_SUAS TAREFAS:_
a) No trecho sobre o bom uso dos recursos, renomeie "dono" para "proprietário" e reproduza tudo de "O princípio da propriedade" até "análise, de Deus.".
b) Organize as linhas das entradas como uma lista JSON de strings, uma string por linha e sem linhas em branco, desde a linha que contém "Exercise. Point out every instance of the pedestrian" até a que contém "x=981, y=299", ambas incluídas.

_TRECHO:_

A disciplina espiritual relacionada ao bom uso dos recursos trata justamente de usar adequadamente o que Deus confiou aos nossos cuidados, inclusive nossa vida profissional, finanças e tempo. Para entender e praticar essa disciplina e várias outras sob a mesma categoria, é preciso entender o princípio de propriedade, o princípio da boa administração e a necessidade de manter uma relação certa com as coisas materiais.

O princípio da propriedade expresso de uma forma simples é que Deus é dono de tudo. A Bíblia ensina que o Criador de todas as coisas é também dono de todas elas, o que significa que seja o que for que cada pessoa tenha é, em última análise, de Deus.

Lemos que do Senhor é a terra e a sua plenitude, o mundo e todos os que nele habitam;[1] e Ele diz que toda a terra é Minha;[2] tudo o que está debaixo do céu é Meu;[3] Minha é a prata, e Meu é o ouro, diz o Senhor dos Exércitos.[4] Tudo que “possuímos” é, na verdade, propriedade de nosso Criador, o que inclui não apenas nossos bens, mas também nós mesmos. Como Deus é dono de tudo, o entendimento bíblico com respeito às nossas coisas é que somos apenas administradores ou cuidadores daquilo que Deus deixa sob nossos cuidados.

_Exemplos de marcação de pontos:_
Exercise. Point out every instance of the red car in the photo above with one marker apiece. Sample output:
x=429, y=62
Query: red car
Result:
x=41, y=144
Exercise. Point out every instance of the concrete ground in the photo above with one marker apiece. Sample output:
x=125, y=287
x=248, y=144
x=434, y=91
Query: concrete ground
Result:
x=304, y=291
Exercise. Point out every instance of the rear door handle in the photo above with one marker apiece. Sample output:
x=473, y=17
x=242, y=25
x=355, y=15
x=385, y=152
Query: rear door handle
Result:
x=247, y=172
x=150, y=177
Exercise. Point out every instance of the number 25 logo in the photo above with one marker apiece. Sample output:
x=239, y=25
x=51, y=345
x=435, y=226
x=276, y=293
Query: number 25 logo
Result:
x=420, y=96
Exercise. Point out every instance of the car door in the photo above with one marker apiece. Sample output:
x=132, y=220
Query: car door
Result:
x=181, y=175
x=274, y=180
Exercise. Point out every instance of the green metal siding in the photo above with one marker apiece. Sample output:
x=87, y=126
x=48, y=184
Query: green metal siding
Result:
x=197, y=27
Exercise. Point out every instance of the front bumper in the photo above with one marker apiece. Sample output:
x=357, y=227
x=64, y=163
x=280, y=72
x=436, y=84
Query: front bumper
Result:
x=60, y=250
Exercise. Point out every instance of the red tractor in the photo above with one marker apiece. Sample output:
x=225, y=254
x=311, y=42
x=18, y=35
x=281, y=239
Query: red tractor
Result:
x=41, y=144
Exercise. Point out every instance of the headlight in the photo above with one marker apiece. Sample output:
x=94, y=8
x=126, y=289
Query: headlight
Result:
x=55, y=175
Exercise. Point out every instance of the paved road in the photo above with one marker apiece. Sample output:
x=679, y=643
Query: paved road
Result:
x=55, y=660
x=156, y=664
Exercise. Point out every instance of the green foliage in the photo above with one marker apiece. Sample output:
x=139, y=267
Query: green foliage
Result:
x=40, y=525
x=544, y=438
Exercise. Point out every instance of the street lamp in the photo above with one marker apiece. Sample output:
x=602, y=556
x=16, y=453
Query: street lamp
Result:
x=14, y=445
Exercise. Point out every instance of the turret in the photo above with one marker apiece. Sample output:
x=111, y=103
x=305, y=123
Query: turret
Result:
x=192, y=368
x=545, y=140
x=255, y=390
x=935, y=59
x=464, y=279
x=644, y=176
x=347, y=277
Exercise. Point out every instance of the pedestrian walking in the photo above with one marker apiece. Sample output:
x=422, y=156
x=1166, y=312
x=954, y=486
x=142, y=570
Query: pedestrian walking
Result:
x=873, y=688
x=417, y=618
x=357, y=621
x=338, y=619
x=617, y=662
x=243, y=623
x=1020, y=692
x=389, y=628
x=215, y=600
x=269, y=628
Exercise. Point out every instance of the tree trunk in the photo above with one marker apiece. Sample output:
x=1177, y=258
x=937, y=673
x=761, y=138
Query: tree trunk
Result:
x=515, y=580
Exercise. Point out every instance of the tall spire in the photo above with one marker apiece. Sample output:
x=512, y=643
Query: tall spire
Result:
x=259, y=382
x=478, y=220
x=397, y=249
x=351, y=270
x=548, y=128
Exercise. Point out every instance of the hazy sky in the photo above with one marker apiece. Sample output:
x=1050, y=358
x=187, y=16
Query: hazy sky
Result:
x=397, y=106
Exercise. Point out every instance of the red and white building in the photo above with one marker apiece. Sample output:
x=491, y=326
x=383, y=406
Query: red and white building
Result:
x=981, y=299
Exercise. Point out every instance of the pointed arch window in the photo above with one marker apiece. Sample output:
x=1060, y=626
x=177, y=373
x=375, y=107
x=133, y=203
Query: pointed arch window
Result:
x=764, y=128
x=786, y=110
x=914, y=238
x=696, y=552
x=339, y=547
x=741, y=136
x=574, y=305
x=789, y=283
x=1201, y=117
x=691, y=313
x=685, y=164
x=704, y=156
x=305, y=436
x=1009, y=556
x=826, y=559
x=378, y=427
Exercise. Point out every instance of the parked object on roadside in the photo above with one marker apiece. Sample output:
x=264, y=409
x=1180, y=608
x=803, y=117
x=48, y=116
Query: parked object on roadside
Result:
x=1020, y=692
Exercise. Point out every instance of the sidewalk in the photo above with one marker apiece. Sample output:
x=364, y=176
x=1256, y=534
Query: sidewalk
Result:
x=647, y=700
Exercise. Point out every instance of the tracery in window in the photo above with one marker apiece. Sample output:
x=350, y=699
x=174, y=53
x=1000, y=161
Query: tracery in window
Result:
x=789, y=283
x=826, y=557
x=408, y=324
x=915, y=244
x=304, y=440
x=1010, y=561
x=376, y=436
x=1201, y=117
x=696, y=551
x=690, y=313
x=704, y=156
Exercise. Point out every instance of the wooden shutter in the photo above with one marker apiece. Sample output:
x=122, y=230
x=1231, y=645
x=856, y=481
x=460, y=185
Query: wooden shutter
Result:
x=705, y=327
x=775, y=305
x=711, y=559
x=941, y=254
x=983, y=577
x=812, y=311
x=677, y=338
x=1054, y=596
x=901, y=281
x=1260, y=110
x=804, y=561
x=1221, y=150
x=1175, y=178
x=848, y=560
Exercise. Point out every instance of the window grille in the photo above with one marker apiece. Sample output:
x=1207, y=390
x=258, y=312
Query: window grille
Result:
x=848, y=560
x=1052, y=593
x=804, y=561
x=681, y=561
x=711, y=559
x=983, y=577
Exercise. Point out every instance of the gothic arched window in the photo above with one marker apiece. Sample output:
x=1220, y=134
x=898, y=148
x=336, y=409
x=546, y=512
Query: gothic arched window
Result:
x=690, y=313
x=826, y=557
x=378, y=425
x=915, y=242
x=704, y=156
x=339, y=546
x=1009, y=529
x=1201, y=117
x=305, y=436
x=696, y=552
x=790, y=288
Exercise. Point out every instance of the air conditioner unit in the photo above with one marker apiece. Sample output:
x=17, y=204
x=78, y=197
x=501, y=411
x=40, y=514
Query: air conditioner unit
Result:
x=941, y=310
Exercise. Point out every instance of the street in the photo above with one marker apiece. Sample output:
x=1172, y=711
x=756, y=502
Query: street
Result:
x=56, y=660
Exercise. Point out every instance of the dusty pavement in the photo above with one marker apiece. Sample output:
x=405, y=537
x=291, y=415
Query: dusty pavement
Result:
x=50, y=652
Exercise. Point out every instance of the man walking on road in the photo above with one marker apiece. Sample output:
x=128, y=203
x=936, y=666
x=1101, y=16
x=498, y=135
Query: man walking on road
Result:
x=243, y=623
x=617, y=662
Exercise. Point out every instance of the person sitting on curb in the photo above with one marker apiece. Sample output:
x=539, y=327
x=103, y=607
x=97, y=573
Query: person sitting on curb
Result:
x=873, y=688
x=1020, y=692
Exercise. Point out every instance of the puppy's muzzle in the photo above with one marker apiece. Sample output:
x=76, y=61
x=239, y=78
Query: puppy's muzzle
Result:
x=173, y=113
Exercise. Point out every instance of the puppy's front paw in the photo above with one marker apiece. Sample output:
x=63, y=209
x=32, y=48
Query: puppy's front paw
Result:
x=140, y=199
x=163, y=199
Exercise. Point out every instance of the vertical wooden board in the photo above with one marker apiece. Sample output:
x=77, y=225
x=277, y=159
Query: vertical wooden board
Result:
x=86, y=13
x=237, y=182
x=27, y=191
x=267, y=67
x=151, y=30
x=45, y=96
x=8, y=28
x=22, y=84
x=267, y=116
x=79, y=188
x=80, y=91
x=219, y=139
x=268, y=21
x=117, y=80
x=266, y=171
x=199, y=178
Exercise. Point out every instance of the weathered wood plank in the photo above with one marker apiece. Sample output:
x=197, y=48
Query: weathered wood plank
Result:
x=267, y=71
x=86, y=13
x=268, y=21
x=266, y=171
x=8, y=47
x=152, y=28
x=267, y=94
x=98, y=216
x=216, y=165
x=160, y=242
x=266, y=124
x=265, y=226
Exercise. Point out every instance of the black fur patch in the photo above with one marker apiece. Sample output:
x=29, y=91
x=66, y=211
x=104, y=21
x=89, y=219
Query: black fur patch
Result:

_SOLUÇÕES DAS TAREFAS:_
a)
O princípio da propriedade expresso de uma forma simples é que Deus é proprietário de tudo. A Bíblia ensina que o Criador de todas as coisas é também proprietário de todas elas, o que significa que seja o que for que cada pessoa tenha é, em última análise, de Deus.

b)
[
  "Exercise. Point out every instance of the pedestrian walking in the photo above with one marker apiece. Sample output:",
  "x=422, y=156",
  "x=1166, y=312",
  "x=954, y=486",
  "x=142, y=570",
  "Query: pedestrian walking",
  "Result:",
  "x=873, y=688",
  "x=417, y=618",
  "x=357, y=621",
  "x=338, y=619",
  "x=617, y=662",
  "x=243, y=623",
  "x=1020, y=692",
  "x=389, y=628",
  "x=215, y=600",
  "x=269, y=628",
  "Exercise. Point out every instance of the tree trunk in the photo above with one marker apiece. Sample output:",
  "x=1177, y=258",
  "x=937, y=673",
  "x=761, y=138",
  "Query: tree trunk",
  "Result:",
  "x=515, y=580",
  "Exercise. Point out every instance of the tall spire in the photo above with one marker apiece. Sample output:",
  "x=512, y=643",
  "Query: tall spire",
  "Result:",
  "x=259, y=382",
  "x=478, y=220",
  "x=397, y=249",
  "x=351, y=270",
  "x=548, y=128",
  "Exercise. Point out every instance of the hazy sky in the photo above with one marker apiece. Sample output:",
  "x=1050, y=358",
  "x=187, y=16",
  "Query: hazy sky",
  "Result:",
  "x=397, y=106",
  "Exercise. Point out every instance of the red and white building in the photo above with one marker apiece. Sample output:",
  "x=491, y=326",
  "x=383, y=406",
  "Query: red and white building",
  "Result:",
  "x=981, y=299"
]